**Exercise**:
Pull out each line of the records below that contains the string "even", copying every such line in full.

[Stored records from a collection]
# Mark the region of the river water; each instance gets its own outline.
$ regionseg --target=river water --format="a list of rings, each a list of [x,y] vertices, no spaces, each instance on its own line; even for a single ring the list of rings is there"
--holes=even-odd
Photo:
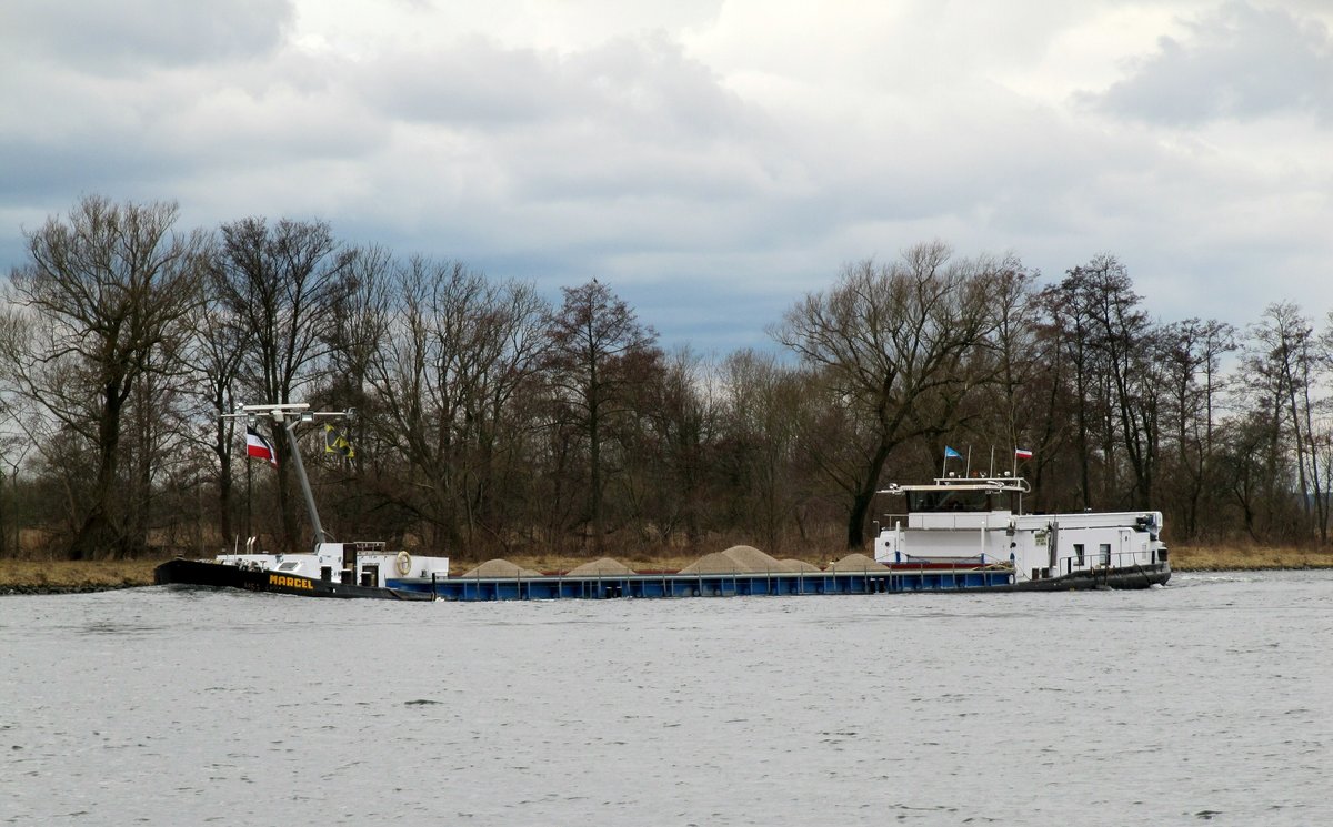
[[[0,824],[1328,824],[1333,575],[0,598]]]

---

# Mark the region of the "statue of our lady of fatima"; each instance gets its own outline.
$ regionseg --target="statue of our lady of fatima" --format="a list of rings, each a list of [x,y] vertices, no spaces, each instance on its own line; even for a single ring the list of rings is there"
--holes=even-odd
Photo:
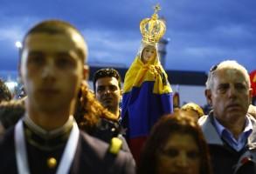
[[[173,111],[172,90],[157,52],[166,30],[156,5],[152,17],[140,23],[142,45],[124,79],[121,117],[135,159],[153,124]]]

**The answer**:
$ regionseg --target=river water --format="a list of rings, each a list of [x,y] vertices, no spaces, each instance on its own line; even for a single ring the list of rings is there"
--holes=even-odd
$ regionseg --target="statue of our lady of fatima" --format="a list of rings, each a list of [x,y] vertices, no spaces, each instance on its own line; even for a single ring the list of rings is there"
--holes=even-odd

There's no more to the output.